What you are asked to do
Extend the comedy book list below, picking up right after its last sentence.

Text passage

From the Stage to the Page: Comedy Book Breakdown

The following is a totally arbitrary (and meaningless) list of the best comedy books of the past few years.

Sarah Silverman ­- The Bedwetter

When comedians are interviewed it’s not rare for them come off as jealous or overly competitive but there are a few modern comics that are referred to almost reverently. Their last names don’t seem necessary because everyone in the comedy world knows who Patton (Oswalt), Louis (CK), and Sarah are. They’re a few of the titans.

The Bedwetter is Sarah Silverman’s hysterical memoir about her life growing up Jewish in cookie cutter New Hampshire through her rise to comedy stardom. Her shtick of an obliviously selfish and racist character (see: Jesus is Magic) is on display here, but Silverman isn’t afraid to go deeper than that. She details her lifelong struggle with depression, bed wetting, and being demonized for criticizing the Catholic Church as a Jew. They’re stories that would be tough to listen to if they weren’t so laced with laughs.

She also delves into The Sarah Silverman Program‘s rise and fall, revealing that the finished Comedy Central product was just the tip of the iceberg and is hilarious when writing about trying to make a name for herself.

Extracted records
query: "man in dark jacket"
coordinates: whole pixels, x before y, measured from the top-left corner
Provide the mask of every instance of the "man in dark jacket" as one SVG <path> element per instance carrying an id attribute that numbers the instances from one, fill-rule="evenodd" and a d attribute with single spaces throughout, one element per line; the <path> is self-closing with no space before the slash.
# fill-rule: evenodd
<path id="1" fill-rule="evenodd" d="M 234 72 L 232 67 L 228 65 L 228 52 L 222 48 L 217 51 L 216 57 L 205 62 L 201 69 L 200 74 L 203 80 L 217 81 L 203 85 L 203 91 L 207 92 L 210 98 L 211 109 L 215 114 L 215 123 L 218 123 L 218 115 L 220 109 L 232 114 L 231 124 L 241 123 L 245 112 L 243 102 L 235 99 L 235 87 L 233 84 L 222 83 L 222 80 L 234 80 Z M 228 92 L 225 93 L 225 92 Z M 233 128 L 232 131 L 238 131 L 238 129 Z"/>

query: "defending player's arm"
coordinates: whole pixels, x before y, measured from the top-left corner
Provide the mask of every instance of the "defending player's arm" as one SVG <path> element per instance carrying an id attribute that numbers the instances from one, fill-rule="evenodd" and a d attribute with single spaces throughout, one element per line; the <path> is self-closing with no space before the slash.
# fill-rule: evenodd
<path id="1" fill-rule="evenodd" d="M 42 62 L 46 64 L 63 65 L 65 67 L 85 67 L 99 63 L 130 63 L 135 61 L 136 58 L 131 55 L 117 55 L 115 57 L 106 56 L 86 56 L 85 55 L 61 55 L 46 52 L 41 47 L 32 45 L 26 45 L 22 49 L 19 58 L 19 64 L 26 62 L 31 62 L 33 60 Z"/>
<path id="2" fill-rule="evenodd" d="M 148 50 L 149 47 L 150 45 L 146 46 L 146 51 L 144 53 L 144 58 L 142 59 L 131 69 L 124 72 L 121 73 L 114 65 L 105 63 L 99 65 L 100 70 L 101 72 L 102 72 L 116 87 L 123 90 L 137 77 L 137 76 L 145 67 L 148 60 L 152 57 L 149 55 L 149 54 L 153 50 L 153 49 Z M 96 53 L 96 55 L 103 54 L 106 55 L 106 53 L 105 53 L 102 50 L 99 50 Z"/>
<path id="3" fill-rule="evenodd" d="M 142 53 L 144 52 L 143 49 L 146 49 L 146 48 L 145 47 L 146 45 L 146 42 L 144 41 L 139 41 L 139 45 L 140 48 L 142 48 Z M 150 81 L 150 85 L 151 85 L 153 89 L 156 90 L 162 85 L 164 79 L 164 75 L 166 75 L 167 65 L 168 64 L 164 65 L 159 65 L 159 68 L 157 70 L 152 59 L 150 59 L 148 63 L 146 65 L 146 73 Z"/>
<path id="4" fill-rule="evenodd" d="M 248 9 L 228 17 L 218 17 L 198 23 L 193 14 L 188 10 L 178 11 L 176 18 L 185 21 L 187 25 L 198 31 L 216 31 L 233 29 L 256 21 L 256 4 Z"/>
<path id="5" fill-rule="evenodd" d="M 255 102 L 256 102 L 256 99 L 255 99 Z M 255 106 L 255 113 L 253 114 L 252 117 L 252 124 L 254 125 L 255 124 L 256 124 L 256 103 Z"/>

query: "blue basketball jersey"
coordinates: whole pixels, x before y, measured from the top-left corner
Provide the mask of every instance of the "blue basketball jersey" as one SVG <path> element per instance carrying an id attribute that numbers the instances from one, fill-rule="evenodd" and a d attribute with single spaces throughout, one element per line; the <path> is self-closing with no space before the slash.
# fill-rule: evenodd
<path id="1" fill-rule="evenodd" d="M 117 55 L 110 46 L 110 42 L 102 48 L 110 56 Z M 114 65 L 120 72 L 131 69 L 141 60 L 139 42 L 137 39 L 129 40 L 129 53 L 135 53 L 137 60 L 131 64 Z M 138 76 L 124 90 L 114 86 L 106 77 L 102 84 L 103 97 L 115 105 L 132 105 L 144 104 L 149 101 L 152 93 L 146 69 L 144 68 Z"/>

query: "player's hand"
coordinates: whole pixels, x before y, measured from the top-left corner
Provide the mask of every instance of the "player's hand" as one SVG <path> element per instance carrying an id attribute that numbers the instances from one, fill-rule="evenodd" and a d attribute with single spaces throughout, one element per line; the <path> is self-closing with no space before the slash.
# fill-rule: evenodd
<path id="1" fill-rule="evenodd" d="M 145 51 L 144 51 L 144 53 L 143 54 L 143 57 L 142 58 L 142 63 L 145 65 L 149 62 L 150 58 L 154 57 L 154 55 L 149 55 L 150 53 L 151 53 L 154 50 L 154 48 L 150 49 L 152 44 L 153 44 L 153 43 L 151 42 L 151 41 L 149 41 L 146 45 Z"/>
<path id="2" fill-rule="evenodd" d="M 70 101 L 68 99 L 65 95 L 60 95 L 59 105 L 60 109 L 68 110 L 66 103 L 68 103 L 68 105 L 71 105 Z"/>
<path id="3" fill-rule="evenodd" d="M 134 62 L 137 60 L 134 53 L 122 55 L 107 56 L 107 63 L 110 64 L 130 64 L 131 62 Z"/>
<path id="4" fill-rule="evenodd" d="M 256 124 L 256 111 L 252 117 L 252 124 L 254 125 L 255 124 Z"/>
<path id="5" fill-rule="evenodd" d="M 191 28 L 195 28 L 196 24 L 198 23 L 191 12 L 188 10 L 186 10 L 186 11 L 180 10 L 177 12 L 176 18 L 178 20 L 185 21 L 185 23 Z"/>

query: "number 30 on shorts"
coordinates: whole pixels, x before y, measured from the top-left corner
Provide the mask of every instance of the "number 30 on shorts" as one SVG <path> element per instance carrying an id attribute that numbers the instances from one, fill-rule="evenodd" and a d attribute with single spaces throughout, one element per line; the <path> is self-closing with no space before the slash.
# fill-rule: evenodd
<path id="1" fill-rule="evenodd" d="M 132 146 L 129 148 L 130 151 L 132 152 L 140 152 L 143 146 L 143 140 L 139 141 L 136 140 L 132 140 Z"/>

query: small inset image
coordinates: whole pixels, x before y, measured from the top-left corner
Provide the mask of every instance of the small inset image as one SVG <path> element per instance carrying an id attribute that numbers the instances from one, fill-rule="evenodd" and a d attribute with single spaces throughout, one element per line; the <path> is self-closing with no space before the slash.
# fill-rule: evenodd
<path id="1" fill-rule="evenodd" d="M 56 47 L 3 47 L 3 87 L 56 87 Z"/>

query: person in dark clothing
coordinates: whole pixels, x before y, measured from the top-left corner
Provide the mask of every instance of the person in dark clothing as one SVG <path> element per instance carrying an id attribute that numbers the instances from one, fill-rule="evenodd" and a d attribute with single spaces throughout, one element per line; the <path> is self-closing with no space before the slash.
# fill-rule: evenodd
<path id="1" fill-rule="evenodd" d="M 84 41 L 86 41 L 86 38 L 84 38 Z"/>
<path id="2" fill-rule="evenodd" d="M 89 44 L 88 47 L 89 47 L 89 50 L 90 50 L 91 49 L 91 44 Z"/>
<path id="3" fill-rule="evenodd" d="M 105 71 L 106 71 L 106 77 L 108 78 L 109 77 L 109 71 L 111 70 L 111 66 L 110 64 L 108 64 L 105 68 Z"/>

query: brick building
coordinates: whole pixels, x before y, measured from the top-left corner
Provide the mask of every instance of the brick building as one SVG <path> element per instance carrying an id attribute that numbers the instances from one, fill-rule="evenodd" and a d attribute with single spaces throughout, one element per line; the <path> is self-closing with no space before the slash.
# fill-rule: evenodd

Reply to the exercise
If I were ranking this list, The Bedwetter would be an easy #1.

Michael Ian Black – You’re Not Doing It Right and My Custom Van

My Custom Van is Michael Ian Black’s 2008 essay collection. It’s easy to read and each of the 50+ essays could be the groundwork for a stand up routine or a sketch from The State. Highlights are “What I Would Be Thinking If I Were Billy Joel Driving to a Holiday Party Where I Knew There Was Going to Be a Piano,” “A Few Words About My Jug Band,” and “A Series of Letters to a Squirrel.” Sarah Silverman put it best when she said on the back cover, “Fun to read while pooping.”

Like The Bedwetter, You’re Not Doing It Right lets readers get to know a personality that doesn’t usually reveal much past a smirk. Michael Ian Black tells the story of what seems like a pretty tough life. His sister has down syndrome and his father was found killed in his car on the side of the road. Chapters with titles like “I Hate My Baby” fit in right alongside Black falling in love with his wife and not being able to hook up with girls in bars. The book is incredibly personal, at times I almost felt voyeuristic reading it. Not in a dirty way, but the thoughts and depth of emotion the usually smug Michael Ian Black goes into is sometimes tough to read because of his honesty. Somehow, it’s still funny and never goes for a cheap laugh.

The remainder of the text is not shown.